Give back only the lines from the one with "Exercise. Indicate the standing" through the last line of the data, exactly as they appear.

Point annotation records
###

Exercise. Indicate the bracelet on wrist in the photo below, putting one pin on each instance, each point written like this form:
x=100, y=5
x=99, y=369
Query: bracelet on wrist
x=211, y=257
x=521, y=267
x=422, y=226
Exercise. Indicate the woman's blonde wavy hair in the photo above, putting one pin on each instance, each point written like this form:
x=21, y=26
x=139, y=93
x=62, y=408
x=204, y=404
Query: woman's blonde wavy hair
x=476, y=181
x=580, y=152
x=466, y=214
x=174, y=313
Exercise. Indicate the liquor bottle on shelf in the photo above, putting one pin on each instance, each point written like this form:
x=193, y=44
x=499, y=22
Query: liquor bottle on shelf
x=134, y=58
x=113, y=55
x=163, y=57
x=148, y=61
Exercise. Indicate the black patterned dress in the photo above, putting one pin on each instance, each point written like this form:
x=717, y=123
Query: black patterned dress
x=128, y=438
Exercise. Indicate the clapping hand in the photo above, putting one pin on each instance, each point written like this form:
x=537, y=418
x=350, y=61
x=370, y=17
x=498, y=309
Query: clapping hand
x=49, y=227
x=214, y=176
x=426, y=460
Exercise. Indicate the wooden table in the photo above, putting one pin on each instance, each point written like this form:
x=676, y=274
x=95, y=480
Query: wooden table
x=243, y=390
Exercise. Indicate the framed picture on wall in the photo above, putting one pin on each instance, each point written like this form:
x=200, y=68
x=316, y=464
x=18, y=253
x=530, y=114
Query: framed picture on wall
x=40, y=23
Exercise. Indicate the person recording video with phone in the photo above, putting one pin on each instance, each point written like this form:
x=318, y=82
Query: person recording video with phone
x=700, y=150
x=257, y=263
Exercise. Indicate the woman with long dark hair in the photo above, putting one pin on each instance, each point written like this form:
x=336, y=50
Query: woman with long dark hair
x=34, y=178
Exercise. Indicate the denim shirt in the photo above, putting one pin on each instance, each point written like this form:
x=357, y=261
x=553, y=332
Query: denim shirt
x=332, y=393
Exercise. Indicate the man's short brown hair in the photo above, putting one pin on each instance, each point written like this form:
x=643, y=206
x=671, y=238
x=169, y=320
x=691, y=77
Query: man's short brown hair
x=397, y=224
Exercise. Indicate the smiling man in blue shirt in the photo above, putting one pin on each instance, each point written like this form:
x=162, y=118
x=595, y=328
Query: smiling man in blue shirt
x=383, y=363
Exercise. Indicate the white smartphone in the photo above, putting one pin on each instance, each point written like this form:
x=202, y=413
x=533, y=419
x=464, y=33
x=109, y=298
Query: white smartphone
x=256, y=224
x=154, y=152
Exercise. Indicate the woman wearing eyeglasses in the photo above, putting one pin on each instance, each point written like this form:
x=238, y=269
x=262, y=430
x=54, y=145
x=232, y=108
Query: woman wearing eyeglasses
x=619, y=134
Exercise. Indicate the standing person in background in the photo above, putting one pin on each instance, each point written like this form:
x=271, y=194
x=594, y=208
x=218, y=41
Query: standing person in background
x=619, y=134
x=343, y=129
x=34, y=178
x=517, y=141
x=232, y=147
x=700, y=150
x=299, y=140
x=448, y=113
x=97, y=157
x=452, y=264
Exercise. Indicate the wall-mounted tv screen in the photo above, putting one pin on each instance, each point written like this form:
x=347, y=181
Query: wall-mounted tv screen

###

WRITTEN RESPONSE:
Exercise. Indicate the standing person in background in the photo above, putting one pin on each instance, each point written like this form:
x=271, y=194
x=594, y=208
x=218, y=41
Query: standing person in background
x=619, y=134
x=343, y=129
x=34, y=178
x=517, y=141
x=232, y=147
x=700, y=150
x=299, y=140
x=448, y=113
x=97, y=157
x=452, y=264
Exercise. Indicate the wall-mounted tv screen in the photo above, putting one pin on each instance, each point written like this form:
x=347, y=181
Query: wall-mounted tv screen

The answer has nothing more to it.